### Предложенный текст
Моя музыкальная история была достаточно короткой, продолжалась всего пару лет в начале 2000-х. Мы играли панк-рок, и группа называлась «Дисфункция». Несмотря на короткий период жизни группы, это был довольно любопытный опыт. Хотя и не всегда положительный. Какие-то музыкальные сцены, какая-то инфраструктура для них тогда только еще формировались. Помню, участвовали, например, во «флаерных» концертах — когда нужно было приводить какое-то количество людей по «своим» флаерам, и только тогда группа получала возможность сыграть, а если нет — то до свидания. Конечно, андеграундной группе всегда достаточно сложно, но сейчас возможностей больше: есть YouTube, есть соцсети. Кроме того, доступны, например, технологии, позволяющие самим снимать себе видео и делать вполне качественные записи. Андеграундному артисту теперь не нужен лейбл, не нужен менеджер. То есть можно просто найти какую-то свою нишу, свою аудиторию и играть для нее. Время «больших», массово популярных артистов не то чтобы совершенно прошло, но появилось гораздо более нишевых артистов, и это круто.
— В 2013 году вы выстрелили с фильмом «Десятка». Пронзительная работы, берущая некий вайб из ваших первых романов. Как встретили ее зрители и почему она не попала на большие экраны? Нет ли в планах сделать фильмы по «Гопникам» и «Школе»?
Зрители встретили фильм по-разному. Кому-то понравилось, кому-то нет. Ну это нормально, а независимое кино вообще не про то, чтобы пытаться кому-то нравиться. Здесь важнее высказывание. Что-то увидели в этом фильме даже абсолютно «системные», официальные кинематографисты, раз дали нам бронзовый фильм на кинофестивале дебютов «Дух огня». А вот попасть на большой экран оказалось нереально. Кино — это прежде всего индустрия, а индустрия оберегает себя от «аутсайдеров» вроде нас: мы же сняли фильм в Челябинске, вдали от киноиндустрии в прямом и переносном смысле. И мы показали, что можно снимать кино практически без бюджета, а это уже угроза для индустрии. Продюсеры хотят получать большие бюджеты, и, когда выясняется, что кино можно снимать гораздо дешевле, они видят в этом угрозу своим доходам. Им больше нравится распиливать деньги, выданные Министерством культуры. Что касается возможных экранизаций «Гопников» и «Школы», мне часто задавали этот вопрос. Но здесь есть одна большая проблема. В этих текстах важны детали того времени, той реальности. Без них история рассыплется, потеряет смысл. И для воссоздания этих деталей нужны все же бОльшие бюджеты, чем те минимальные, на которые я снимаю свои фильмы. Поэтому, увы, в нынешних обстоятельствах экранизации «Школы» и «Гопников» мне не кажутся реальными.
— Независимый кинематограф. С одной стороны, возможности снимать расширились, но при этом стало сложнее маркетингово продвигать фильмы. Есть ли у него будущее или шансы только у крупных продакшенов? Какие фильмы и режиссеры нравятся вам самому?

[Данные, извлеченные из коллекции]
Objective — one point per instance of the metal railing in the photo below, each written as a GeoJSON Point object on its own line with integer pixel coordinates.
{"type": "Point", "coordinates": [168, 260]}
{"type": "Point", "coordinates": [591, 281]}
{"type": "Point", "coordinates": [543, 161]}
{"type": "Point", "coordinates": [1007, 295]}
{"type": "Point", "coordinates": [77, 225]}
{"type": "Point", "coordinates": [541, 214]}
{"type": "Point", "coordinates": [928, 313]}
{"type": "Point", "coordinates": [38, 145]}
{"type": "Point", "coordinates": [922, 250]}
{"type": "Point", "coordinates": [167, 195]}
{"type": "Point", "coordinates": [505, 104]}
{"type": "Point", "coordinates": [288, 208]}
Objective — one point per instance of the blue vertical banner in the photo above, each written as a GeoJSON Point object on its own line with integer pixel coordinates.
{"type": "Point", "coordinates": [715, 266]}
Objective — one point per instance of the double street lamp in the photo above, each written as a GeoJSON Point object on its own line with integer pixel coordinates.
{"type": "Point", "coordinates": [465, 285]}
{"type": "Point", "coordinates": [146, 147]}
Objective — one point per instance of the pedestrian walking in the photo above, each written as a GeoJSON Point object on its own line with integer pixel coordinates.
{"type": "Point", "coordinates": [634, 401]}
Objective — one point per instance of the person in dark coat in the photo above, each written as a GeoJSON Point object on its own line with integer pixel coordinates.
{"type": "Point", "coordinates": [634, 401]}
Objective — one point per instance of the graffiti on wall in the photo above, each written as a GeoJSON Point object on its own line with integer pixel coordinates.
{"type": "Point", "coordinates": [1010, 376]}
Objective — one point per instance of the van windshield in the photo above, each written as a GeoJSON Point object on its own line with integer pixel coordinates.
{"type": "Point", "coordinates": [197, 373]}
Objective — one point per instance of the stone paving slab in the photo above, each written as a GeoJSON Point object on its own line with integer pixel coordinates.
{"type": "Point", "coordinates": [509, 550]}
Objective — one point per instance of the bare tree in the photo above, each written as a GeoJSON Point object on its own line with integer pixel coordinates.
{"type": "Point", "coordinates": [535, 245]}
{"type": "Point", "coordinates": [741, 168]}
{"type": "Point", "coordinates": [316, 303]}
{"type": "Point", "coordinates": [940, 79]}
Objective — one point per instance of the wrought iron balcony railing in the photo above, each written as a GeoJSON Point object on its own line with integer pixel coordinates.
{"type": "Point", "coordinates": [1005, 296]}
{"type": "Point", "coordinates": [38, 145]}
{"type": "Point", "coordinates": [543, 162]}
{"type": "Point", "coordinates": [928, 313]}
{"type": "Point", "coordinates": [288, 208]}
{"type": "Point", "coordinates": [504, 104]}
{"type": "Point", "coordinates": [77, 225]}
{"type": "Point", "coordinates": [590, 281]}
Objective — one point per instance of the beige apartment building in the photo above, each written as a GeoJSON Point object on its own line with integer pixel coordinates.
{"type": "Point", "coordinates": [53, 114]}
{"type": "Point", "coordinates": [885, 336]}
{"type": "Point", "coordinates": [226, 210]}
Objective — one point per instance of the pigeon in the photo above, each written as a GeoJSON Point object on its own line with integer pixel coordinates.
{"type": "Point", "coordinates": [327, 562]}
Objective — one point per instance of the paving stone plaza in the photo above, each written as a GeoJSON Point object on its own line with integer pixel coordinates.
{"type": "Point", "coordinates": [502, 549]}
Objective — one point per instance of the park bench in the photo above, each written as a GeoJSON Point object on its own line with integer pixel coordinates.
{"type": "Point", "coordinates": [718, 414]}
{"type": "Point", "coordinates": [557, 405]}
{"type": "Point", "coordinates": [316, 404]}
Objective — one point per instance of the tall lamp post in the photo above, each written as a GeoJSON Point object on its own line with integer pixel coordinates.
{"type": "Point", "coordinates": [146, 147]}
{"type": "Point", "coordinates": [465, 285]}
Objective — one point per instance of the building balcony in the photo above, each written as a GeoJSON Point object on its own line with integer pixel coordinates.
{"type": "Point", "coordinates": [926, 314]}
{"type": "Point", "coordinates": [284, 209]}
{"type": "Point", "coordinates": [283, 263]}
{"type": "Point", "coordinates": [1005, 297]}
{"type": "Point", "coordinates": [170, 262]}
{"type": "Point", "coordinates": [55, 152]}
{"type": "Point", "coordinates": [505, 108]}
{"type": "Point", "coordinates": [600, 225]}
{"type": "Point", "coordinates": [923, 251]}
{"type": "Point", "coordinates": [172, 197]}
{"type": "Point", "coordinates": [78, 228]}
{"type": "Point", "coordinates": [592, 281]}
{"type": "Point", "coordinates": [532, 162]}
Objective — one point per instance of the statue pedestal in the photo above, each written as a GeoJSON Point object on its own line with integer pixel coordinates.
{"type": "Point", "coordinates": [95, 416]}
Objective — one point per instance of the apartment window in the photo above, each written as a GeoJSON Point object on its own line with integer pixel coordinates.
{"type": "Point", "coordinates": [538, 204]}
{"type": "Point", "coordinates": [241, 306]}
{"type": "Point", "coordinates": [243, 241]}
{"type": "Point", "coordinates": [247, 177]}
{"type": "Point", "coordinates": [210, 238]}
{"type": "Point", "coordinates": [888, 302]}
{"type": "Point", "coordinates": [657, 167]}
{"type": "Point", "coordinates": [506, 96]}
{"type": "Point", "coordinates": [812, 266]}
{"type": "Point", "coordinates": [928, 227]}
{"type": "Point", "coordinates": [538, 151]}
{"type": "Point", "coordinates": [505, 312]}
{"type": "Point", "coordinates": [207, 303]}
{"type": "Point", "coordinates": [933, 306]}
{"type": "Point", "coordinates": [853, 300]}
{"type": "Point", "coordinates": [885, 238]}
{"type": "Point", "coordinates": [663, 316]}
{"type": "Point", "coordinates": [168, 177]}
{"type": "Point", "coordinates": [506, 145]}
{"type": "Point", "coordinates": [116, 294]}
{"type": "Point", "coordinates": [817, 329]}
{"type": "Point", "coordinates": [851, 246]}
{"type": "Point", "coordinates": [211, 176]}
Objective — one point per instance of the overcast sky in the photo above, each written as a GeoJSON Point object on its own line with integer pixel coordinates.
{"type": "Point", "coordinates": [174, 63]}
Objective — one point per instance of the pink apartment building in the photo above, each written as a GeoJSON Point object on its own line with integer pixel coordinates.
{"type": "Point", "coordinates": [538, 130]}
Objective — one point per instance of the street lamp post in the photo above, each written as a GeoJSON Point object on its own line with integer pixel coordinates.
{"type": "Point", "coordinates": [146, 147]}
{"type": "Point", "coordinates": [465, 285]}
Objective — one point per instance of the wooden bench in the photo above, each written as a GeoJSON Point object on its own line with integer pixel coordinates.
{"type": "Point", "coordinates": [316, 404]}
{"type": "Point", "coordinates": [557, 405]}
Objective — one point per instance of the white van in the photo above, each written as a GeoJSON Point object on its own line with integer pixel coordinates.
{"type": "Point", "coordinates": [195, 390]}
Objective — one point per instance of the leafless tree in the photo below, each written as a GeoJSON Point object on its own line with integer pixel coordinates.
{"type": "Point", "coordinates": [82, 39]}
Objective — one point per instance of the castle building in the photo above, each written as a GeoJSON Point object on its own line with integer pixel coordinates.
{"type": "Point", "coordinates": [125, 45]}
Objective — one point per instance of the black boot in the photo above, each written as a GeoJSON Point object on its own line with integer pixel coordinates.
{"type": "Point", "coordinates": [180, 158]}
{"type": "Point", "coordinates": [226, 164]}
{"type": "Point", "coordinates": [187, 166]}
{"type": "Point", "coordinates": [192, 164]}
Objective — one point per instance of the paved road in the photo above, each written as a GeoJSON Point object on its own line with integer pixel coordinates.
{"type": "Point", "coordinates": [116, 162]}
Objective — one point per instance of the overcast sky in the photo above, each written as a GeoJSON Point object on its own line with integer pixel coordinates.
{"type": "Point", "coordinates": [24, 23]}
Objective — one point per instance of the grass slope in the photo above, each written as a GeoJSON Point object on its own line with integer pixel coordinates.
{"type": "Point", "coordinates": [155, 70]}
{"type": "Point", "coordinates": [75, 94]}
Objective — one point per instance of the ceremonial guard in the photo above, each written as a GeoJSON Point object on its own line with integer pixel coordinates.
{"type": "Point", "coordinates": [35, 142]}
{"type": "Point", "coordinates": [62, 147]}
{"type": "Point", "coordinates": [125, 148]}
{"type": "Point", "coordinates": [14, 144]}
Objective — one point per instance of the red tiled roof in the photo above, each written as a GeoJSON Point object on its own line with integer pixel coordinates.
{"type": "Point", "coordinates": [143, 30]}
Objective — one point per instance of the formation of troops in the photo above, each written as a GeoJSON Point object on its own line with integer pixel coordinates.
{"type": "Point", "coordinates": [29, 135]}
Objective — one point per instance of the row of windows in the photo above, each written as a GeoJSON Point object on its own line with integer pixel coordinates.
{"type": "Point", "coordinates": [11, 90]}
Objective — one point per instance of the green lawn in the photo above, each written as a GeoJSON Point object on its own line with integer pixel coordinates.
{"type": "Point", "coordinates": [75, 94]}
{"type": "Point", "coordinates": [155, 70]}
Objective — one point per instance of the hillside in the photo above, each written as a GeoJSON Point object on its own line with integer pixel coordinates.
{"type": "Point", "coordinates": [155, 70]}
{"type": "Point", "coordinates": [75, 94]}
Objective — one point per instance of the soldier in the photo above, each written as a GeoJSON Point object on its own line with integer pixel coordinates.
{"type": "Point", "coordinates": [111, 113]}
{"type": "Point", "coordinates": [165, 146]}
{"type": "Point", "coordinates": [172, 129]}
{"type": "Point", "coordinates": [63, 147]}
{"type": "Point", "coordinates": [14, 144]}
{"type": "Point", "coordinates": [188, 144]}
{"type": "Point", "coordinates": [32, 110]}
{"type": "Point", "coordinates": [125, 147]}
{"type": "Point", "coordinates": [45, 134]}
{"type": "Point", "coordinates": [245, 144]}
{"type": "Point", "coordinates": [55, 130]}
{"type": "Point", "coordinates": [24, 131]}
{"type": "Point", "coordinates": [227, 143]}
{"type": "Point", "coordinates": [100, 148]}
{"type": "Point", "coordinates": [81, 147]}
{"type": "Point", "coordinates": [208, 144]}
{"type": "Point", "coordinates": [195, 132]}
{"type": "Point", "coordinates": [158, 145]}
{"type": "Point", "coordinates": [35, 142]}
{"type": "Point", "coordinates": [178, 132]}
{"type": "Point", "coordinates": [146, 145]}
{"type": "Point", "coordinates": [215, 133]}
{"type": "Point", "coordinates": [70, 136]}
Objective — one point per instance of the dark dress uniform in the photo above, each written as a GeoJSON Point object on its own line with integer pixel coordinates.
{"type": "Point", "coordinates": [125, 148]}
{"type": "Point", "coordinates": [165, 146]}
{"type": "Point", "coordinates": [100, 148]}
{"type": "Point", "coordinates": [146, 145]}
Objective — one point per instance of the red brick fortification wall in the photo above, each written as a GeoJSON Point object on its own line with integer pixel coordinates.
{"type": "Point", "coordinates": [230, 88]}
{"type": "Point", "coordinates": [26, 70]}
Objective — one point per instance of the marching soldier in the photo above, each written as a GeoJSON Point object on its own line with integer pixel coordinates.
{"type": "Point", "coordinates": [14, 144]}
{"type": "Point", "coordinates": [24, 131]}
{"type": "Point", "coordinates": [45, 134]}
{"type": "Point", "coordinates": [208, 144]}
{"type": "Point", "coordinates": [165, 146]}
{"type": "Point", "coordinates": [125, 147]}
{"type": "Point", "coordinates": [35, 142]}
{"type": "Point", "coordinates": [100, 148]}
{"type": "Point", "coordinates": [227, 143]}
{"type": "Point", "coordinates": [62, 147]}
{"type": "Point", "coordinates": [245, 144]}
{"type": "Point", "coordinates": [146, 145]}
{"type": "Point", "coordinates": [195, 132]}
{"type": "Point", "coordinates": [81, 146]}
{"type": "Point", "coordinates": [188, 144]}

### Текст задания A
Выпишите все строки, где встречается слово «apartment», с учетом регистра.
### Текст задания B
Пожалуйста, напишите продолжение интервью о панк-роке и независимом кино, начиная сразу после его последней фразы.
Интервью о панк-роке и независимом кино никак не связано со строками.

### Итоговый результат A
Objective — one point per instance of the beige apartment building in the photo above, each written as a GeoJSON Point object on its own line with integer pixel coordinates.
Objective — one point per instance of the apartment window in the photo above, each written as a GeoJSON Point object on its own line with integer pixel coordinates.
Objective — one point per instance of the pink apartment building in the photo above, each written as a GeoJSON Point object on its own line with integer pixel coordinates.

### Итоговый результат B
Я отчасти уже затронул эту тему, отвечая на предыдущий вопрос. Да, с одной стороны, сейчас технологии позволяют снимать на достаточно качественном уровне за минимальные деньги. И чтобы научиться снимать кино, не обязательно оканчивать ВГИК, есть много других возможностей разобраться с какими-то базовыми вещами. Казалось бы, иди и снимай. Но даже начинающий независимый режиссер понимает, что донести свой фильм до аудитории будет очень сложно. Десять лет назад, когда «Десятка» участвовала в «Духе огня», казалось, что что-то меняется: в программе российских дебютов больше половины фильмов были по-настоящему независимые, снятые вне индустрии. Но создать альтернативную систему дистрибуции не получилось, и на сегодня, да, можно сказать, что у независимых режиссеров, снимающих свое кино за небольшие деньги, особых шансов нет. Кто-то, конечно, может попытаться сделать независимый фильм в качестве «входного билета» в индустрию. Но ведь не все этого хотят. Кому-то важнее высказаться, независимо от того, попадет ли фильм на фестивали, получит ли резонанс. И это на самом деле очень ценно. Что касается режиссеров и фильмов, которые мне нравятся, то здесь набор достаточно широкий: от классиков авторского кино последних десятилетий вроде Джима Джармуша, Леоса Каракса или Брюно Дюмона до неординарных, экспериментальных фильмов, как, например, «Свидание в Минске» белоруса Никиты Лаврецкого.
— Ваш последний на сегодня роман, «Внутренняя империя», — некое возвращение к «грязному реализму». Расскажите немного, о чем эта книга. Продолжите ли вы и дальше писать в этом стиле?
Определения, которыми характеризуют тексты — в том числе «грязный реализм», — лучше понимают те, кто их дают. Им со стороны виднее. Я бы предпочел называть свой стиль просто «минимализмом». Но некоторое «возвращение» в этой книге действительно состоялось — в реальность «Гопников» и «Школы». Герой книги растет в том же районе, и действие начинается в 1989 году — практически тогда, когда заканчивается действие «Школы». Вообще же «Внутренняя империя» — история преступника, серийного насильника, которая разворачивается на фоне крушения одной империи — советской — и становления другой — российской.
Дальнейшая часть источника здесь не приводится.